Data extracts:
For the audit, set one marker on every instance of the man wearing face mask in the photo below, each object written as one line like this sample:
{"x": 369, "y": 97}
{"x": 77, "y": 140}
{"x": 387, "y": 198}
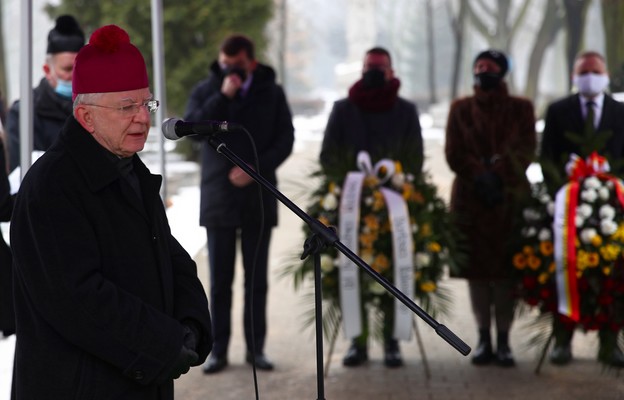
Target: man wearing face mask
{"x": 570, "y": 116}
{"x": 52, "y": 98}
{"x": 373, "y": 118}
{"x": 242, "y": 90}
{"x": 598, "y": 119}
{"x": 490, "y": 140}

Work instruction: What is needed is an exact reprint of every entry, pictures excluded.

Solution to this exercise:
For the audit, set one marker on every instance of the man wearing face mask in the photo below, each object written as one line like this sample:
{"x": 369, "y": 97}
{"x": 77, "y": 140}
{"x": 387, "y": 198}
Target: man wearing face mask
{"x": 570, "y": 116}
{"x": 52, "y": 98}
{"x": 373, "y": 118}
{"x": 242, "y": 90}
{"x": 598, "y": 119}
{"x": 490, "y": 140}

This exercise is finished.